- [Required work]
Rewrite the lines from the beginning through the line containing "(0, 0), (468, 33)", putting "overcast sky" in place of "hazy sky" and keeping everything else unchanged. Omit the pictures.

[Image box annotation records]
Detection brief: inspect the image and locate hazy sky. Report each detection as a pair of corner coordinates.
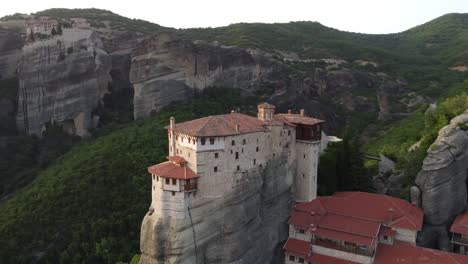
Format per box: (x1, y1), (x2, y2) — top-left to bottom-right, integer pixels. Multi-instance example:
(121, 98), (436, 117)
(0, 0), (468, 33)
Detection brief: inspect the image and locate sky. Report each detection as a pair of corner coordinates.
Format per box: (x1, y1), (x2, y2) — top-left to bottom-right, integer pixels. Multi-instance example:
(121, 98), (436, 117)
(0, 0), (468, 34)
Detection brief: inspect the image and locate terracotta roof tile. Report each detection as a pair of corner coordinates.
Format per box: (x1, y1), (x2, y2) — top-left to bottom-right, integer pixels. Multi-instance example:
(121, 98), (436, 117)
(170, 113), (269, 137)
(275, 114), (325, 126)
(374, 241), (468, 264)
(450, 211), (468, 235)
(307, 253), (358, 264)
(283, 238), (312, 258)
(148, 161), (198, 180)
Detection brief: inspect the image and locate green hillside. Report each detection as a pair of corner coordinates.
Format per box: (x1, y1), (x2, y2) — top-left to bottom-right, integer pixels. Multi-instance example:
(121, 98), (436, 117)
(0, 88), (259, 263)
(178, 14), (468, 96)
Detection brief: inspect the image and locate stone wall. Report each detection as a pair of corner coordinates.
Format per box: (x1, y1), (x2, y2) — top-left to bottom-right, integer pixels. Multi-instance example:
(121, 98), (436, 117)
(412, 111), (468, 250)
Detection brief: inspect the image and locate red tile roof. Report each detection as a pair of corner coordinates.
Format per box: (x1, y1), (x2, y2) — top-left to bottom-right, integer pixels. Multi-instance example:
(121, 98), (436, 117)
(167, 156), (187, 164)
(275, 114), (325, 126)
(307, 253), (358, 264)
(311, 227), (377, 248)
(283, 238), (312, 258)
(170, 113), (269, 137)
(374, 241), (468, 264)
(148, 161), (198, 180)
(450, 211), (468, 235)
(257, 102), (276, 109)
(379, 226), (396, 236)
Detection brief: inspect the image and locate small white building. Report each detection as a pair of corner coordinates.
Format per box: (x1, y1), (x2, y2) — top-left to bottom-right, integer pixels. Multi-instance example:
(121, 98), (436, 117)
(148, 103), (326, 211)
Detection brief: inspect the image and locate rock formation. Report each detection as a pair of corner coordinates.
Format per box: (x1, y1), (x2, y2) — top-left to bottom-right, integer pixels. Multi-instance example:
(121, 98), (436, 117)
(140, 154), (293, 264)
(130, 33), (274, 118)
(412, 111), (468, 250)
(17, 31), (112, 136)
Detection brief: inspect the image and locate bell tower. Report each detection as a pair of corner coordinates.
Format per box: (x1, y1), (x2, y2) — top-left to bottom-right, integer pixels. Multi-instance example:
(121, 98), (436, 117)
(257, 103), (275, 122)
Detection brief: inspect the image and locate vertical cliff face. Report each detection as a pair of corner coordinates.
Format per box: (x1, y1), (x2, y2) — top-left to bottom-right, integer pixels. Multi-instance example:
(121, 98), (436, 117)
(17, 31), (112, 136)
(130, 34), (274, 118)
(140, 155), (293, 264)
(412, 111), (468, 249)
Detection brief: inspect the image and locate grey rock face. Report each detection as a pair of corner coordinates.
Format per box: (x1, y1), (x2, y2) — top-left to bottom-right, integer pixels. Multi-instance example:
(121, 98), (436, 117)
(17, 34), (112, 136)
(140, 157), (293, 264)
(0, 29), (24, 80)
(415, 111), (468, 249)
(130, 34), (273, 118)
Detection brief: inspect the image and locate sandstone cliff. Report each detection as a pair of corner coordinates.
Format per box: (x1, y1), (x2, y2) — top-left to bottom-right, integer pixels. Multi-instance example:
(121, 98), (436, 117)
(412, 111), (468, 250)
(17, 31), (112, 136)
(140, 156), (293, 264)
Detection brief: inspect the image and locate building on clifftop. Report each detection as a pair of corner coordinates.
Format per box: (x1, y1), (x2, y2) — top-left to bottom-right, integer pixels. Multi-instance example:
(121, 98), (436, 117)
(283, 192), (468, 264)
(148, 103), (327, 209)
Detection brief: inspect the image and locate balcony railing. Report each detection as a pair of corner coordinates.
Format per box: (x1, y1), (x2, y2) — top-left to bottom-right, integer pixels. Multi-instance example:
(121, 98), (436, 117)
(452, 236), (468, 245)
(184, 182), (198, 192)
(312, 239), (373, 257)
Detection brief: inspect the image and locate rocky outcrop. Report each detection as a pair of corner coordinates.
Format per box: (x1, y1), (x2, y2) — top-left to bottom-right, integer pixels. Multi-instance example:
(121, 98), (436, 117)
(140, 154), (293, 264)
(130, 34), (276, 118)
(17, 30), (112, 136)
(413, 111), (468, 249)
(0, 28), (24, 80)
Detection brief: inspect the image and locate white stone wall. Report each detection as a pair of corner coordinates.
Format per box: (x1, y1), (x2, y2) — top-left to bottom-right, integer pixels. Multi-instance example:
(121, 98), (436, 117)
(151, 175), (187, 218)
(312, 245), (374, 264)
(395, 228), (418, 244)
(294, 140), (321, 202)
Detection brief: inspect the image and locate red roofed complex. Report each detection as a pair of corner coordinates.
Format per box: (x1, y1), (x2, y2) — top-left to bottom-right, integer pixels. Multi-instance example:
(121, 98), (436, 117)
(450, 211), (468, 254)
(284, 192), (468, 264)
(148, 103), (334, 221)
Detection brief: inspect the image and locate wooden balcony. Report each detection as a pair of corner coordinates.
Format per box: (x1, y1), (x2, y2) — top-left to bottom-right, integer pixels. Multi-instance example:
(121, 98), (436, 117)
(184, 182), (198, 192)
(312, 239), (374, 257)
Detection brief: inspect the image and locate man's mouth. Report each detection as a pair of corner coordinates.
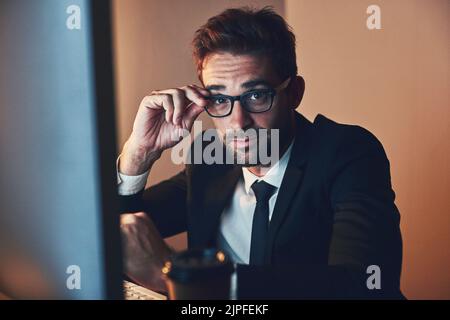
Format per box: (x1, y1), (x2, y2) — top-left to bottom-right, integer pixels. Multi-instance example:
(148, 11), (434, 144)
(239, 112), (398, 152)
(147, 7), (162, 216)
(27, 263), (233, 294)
(232, 137), (257, 149)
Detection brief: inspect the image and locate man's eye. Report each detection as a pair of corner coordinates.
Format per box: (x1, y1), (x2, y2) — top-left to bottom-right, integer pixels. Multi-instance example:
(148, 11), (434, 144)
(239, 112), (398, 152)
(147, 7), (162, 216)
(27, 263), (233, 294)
(213, 97), (227, 104)
(250, 92), (264, 100)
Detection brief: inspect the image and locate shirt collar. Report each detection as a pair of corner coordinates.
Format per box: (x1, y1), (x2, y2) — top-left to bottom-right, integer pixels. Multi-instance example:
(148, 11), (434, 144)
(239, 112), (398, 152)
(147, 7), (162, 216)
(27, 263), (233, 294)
(242, 141), (294, 194)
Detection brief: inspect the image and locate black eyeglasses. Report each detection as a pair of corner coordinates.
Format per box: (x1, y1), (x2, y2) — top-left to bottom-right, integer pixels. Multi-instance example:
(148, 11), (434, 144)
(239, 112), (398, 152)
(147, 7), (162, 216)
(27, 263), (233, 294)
(205, 78), (291, 118)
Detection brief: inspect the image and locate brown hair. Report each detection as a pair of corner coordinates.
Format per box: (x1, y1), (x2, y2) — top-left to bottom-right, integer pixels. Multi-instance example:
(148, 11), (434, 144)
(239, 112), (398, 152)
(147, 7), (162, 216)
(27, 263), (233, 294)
(192, 7), (297, 81)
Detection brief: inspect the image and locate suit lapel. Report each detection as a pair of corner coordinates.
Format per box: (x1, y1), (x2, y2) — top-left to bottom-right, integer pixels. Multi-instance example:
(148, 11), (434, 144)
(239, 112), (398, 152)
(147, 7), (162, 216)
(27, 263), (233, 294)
(266, 114), (312, 263)
(196, 166), (242, 247)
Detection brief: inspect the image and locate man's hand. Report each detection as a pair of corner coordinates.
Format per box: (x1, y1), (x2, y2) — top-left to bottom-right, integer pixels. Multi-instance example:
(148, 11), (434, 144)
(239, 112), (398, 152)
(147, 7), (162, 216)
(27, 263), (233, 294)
(120, 212), (171, 292)
(119, 85), (209, 175)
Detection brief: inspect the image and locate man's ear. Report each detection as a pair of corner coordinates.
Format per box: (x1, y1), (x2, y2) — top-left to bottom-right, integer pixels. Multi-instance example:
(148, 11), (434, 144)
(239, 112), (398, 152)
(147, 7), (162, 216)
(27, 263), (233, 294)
(289, 76), (305, 110)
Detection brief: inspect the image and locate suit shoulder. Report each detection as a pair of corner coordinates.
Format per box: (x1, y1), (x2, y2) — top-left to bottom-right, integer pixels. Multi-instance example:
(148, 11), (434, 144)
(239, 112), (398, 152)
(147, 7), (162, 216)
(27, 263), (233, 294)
(313, 114), (385, 159)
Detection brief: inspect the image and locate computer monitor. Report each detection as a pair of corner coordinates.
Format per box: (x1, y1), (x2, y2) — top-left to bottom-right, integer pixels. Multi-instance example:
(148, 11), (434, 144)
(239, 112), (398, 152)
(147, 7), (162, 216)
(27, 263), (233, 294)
(0, 0), (122, 299)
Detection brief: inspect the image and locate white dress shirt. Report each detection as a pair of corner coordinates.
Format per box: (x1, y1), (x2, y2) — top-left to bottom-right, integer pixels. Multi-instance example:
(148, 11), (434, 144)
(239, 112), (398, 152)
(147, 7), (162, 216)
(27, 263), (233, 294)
(217, 143), (293, 264)
(117, 142), (294, 299)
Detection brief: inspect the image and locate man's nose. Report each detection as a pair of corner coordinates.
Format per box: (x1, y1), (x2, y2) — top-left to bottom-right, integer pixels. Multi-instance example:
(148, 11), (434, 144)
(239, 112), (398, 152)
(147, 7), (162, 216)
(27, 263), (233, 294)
(230, 101), (253, 129)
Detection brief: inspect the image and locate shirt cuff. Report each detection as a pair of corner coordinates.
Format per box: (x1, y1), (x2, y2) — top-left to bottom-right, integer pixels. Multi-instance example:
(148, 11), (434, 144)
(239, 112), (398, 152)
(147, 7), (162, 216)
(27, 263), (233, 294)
(116, 155), (150, 196)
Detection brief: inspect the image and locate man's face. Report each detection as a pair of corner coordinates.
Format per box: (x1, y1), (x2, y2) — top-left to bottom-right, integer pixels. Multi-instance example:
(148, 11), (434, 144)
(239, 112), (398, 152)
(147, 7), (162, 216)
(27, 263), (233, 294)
(202, 53), (296, 166)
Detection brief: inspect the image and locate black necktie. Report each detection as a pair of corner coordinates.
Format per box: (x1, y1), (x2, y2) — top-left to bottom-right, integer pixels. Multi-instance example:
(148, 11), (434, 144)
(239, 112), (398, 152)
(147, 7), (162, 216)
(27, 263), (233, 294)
(250, 181), (276, 265)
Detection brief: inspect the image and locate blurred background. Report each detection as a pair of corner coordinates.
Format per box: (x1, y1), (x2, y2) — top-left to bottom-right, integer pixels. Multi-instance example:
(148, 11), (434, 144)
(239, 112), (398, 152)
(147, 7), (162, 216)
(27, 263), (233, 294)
(113, 0), (450, 299)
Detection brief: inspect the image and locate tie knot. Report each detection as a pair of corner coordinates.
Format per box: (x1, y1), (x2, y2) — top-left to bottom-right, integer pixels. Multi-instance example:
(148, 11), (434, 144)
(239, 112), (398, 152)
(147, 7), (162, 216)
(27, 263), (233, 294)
(251, 180), (277, 201)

- [Task answer]
Detection brief: inspect the image and locate overcast sky. Report each detection as a pair of corner coordinates.
Format per box: (x1, y1), (x2, y2) — top-left to bottom-right, integer pixels. Multi-instance example:
(121, 98), (436, 117)
(0, 0), (468, 33)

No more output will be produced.